* **Tasks to complete**
1. Answer these questions using the holiday blog post:
(a) At the church Christmas dinner, who was in charge of the nativity skit?
(b) To hold a Posada, what do the people on a certain street pool together?
(c) How many children did Rosy's mother have?
2. Go on with the holiday blog post, picking up right after its final sentence.

* **Source passage**
Wednesday, December 26, 2007

Holiday Rundown

I can't believe that Christmas has come and went. For days that sure drag this year has really flown. This is how we spent our holidays south of the border.

Church Dinner
Last Saturday night we had our church Christmas dinner. The youth were in charge of the nativity skit. They were irreverent, and out of control during the practices and I nearly renounced my calling of youth leader, but the final product was much better than the rehearsals, not great, but better, and I Forgave them. The food was amazing. We had enough, which is a first, and we had a really wonderful time with the people who have made this time in Mexico so special. As I sat there eating, and talking I thought about leaving them, and that made me want to cry almost as much as the thought of staying for ten years. Later Justino took one of the youth with him to take dinner to a widow in our branch, and he was joking with the youth saying that when he was the new branch president that he would have to make sure and take dinner to all the widows that didn't have strength to come to the church to eat. Justino said, maybe it will be you when I leave, still joking, and Ruben, the youth, said, " You're Leaving?!" Justino told him that we don't plan on being here permanently, and Ruben got quiet for a long time and then said, " President Mora, Please don't leave." When Justino told me that I forgave the all the irreverent youth for being teenagers about the skit.

Posadas
All last week neighborhoods around Martinez hosted Posadas. It is when the people on a certain street pool their money and resources and make a party. They close the streets and string balloons, rent speakers bigger than their houses and dance all night. The neighborhood ladies cook and there is candy for the kids. Big fun, big food, all night. These folks know how to party.

Christmas Eve
So we went to a Christmas Eve party with some of our friends, Frank and Rosy. We went with their family to Rosy's mother's. She had 12 children and they were all there with their kids. We played games and had pinatas, she roasted a leg og pig with peaches it was divine. Then we danced and there was karaoke. I got a big kick out of listening to everybody sing. Everybody dressed up and there was such a joyful atmosphere. The games were cheesy, like musical chairs, and fruit basket, but every body participated and made it so much fun. I laughed until I cried more than once. At midnight every single person hugged and kissed every single person. Eva fell asleep on my lap in a chair in a corner about 5 minutes to midnight, so I thought that I would not be involved in the 12 o'clock Christmas greetings, but not one person failed to find their way back to the my isolated corner and hug me over the top of my sleeping angel. I was so touched that many of them, don't know me, but I felt sincerely loved my all of them. It struck me that the focus of the evening was being together. Not gifts, not anything else just coming together to celebrate. We stayed until almost 2a and it was blissful.
There was another element that really impressed me about this family. Underneath the obvious merry making, there were some things going on that could have really killed the mood, but didn't. A few months ago Justino and Frank painted a house for one of Franks sister in laws. I'll spare the details but she during that time she stole Frank's wedding ring, and a substantial amount of money from him. The circumstances around the event made it obvious that she was the culprit, but in the end he couldn't prove it, and had to let it go. Christmas Eve, She was there. He was there, and he was kind. I paid attention to how he treated her. He brought her a plate of food, and I saw them kiss at midnight. Frank is a bigger person than me, because he forgave her.

* **Point annotation records**

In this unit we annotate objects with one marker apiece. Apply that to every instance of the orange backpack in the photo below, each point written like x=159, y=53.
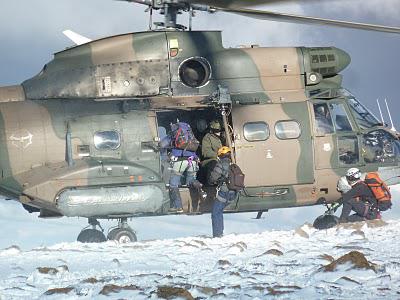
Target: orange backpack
x=378, y=187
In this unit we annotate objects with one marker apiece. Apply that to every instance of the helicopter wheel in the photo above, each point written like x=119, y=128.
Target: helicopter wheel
x=122, y=235
x=91, y=236
x=325, y=222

* **Results of the tasks**
1.
(a) The youth.
(b) Their money and resources.
(c) 12.

2.
Another detail was that one of Rosy's sister, Isabel, came from the United States. She has lived there for 20 years, is a legal resident, and after 7 years or so came home to see her family for Christmas. She brought a surprise with her. Her lesbian life partner, Margarita, and their new one year old daughter, Joyce. This family is NOT of the open minded train of thought to celebrate the announcement of the lifestyle choice of their daughter. I was worried for her
( Somebody told me before the party about her arrival) but I was deeply moved at the kindness and love that this family showed their sister, and her new family. Frank danced with Margarita, she was the best at the karaoke, and I noticed everybody extend a hand of welcome to her. I love that.
I thought about the whole night and I realized that the wonderful feeling I felt was there because these folks, not only know how to throw an awesome party, but because they don't just sing about Christmas, they don't just celebrate Christmas, they LIVE everyday, the principles that Christmas is all about. Peace, Love and Joy.

Christmas Day
Justino went to see his grandmother and because my foot hurt from all the dancing, and because my mother was going to call I stayed home. I talked to her for two hours and that was a delight. Then I took a nap, and that was only ok. Because I woke up every 5 minutes wondering if Eva was ok, forgetting that she went with her dad. Children really do ruin your life, I used to be a champion napper. Thanks a lot Eva. We went back to Rosy's mom when they came home, and ate again, and it was fabulous.

Best Christmas Present Ever
so there are two young men in the branch that play the piano. They learned before I came from their mother and they love it when I teach them. They love to find difficult, fast, show off music to learn, and I am always trying to help them learn it. They always ask me to play something "impressive" and since I haven't practiced since my recital in April of 2006 my skills are less than impressive. I can get through about 30 seconds of the third movement of Beethoven's "Moonlight" Sonata. Well they beg me for more, and I never have it to give. I keep telling them if I had the music I could resurrect it, but I don't so, sorry. Well, Monday afternoon they showed up after having spent hours in an internet cafe, with a copy of the music. They were so pleased and so was I. I can't wait to get to the piano, and spend some time with my soul mate Beethoven. Merry Christmas.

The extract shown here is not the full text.